== TEXT SHOWN ==
Sunday, March 28, 2021

Hemolytic Anemia Case File

Posted By: Medical Group - 3/28/2021 Post Author : Medical Group Post Date : Sunday, March 28, 2021 Post Time : 3/28/2021
Hemolytic Anemia Case File
Eugene C.Toy, MD, William E. Seifert, Jr., PHD, Henry W. Strobel, PHD, Konrad P. Harms, MD

A 2-year-old black girl is being seen by the hematologist after her pediatrician found her to be severely anemic with splenomegaly and jaundice. Her mother gives a possible history of a “blood problem” in her family but doesn’t know for sure. Her hemoglobin electrophoresis was normal, and the complete blood count (CBC) revealed a normocytic anemia. The platelet and white blood cell counts are normal. On the peripheral smear, there are many bizarre erythrocytes, including spiculated cells. A diagnosis of pyruvate kinase deficiency is made.

◆ What is the biochemical mechanism for this disorder?

◆ How is this disorder inherited?


Summary: A 2-year-old black girl has normocytic anemia, jaundice, splenomegaly, and peripheral smear showing spiculated cells. A family history of similar symptoms is possible.

Biochemical mechanism: Pyruvate kinase deficiency usually will manifest clinical symptoms on red blood cells (RBCs) with no apparent metabolic abnormalities in other cells. Insufficient adenosine triphosphate (ATP) is produced in the red cell and its membrane is affected, is rigid and removed by the spleen.
===
== EXCERPTED RECORDS ==
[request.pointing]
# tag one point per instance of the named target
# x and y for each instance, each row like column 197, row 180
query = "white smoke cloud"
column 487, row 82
===
> _WORK ORDER 1_
Translate this sentence from the hemolytic anemia case file into Spanish: "The platelet and white blood cell counts are normal."
> _WORK ORDER 2_
Output the part of the hemolytic anemia case file starting at "Summary: A 2-year-old" and ending at "by the spleen.".
> _WORK ORDER 3_
Summarize the hemolytic anemia case file in two sentences.

> _ANSWER BOX 1_
Los recuentos de plaquetas y de glóbulos blancos son normales.

> _ANSWER BOX 2_
Summary: A 2-year-old black girl has normocytic anemia, jaundice, splenomegaly, and peripheral smear showing spiculated cells. A family history of similar symptoms is possible.

Biochemical mechanism: Pyruvate kinase deficiency usually will manifest clinical symptoms on red blood cells (RBCs) with no apparent metabolic abnormalities in other cells. Insufficient adenosine triphosphate (ATP) is produced in the red cell and its membrane is affected, is rigid and removed by the spleen.

> _ANSWER BOX 3_
A 2-year-old black girl with severe anemia, splenomegaly, and jaundice is diagnosed with pyruvate kinase deficiency after a normal hemoglobin electrophoresis, a CBC showing normocytic anemia, and a peripheral smear with spiculated cells. The deficiency usually produces clinical symptoms only in red blood cells, where insufficient ATP is made, so the cell membrane becomes rigid and the spleen removes the cells.